■ DIRECTIONS: Set down each record below precisely, skipping the pictures.

BEGIN SUPPLIED ENTRIES

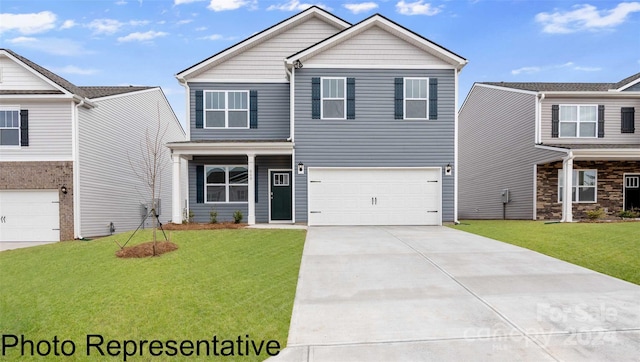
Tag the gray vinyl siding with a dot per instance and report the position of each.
(612, 123)
(496, 151)
(273, 112)
(226, 210)
(374, 138)
(111, 137)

END SUPPLIED ENTRIES

■ SOLUTION:
Tag the gray vinyl siding with a dot per instance and report the position of each.
(612, 123)
(496, 151)
(273, 112)
(226, 210)
(374, 138)
(111, 137)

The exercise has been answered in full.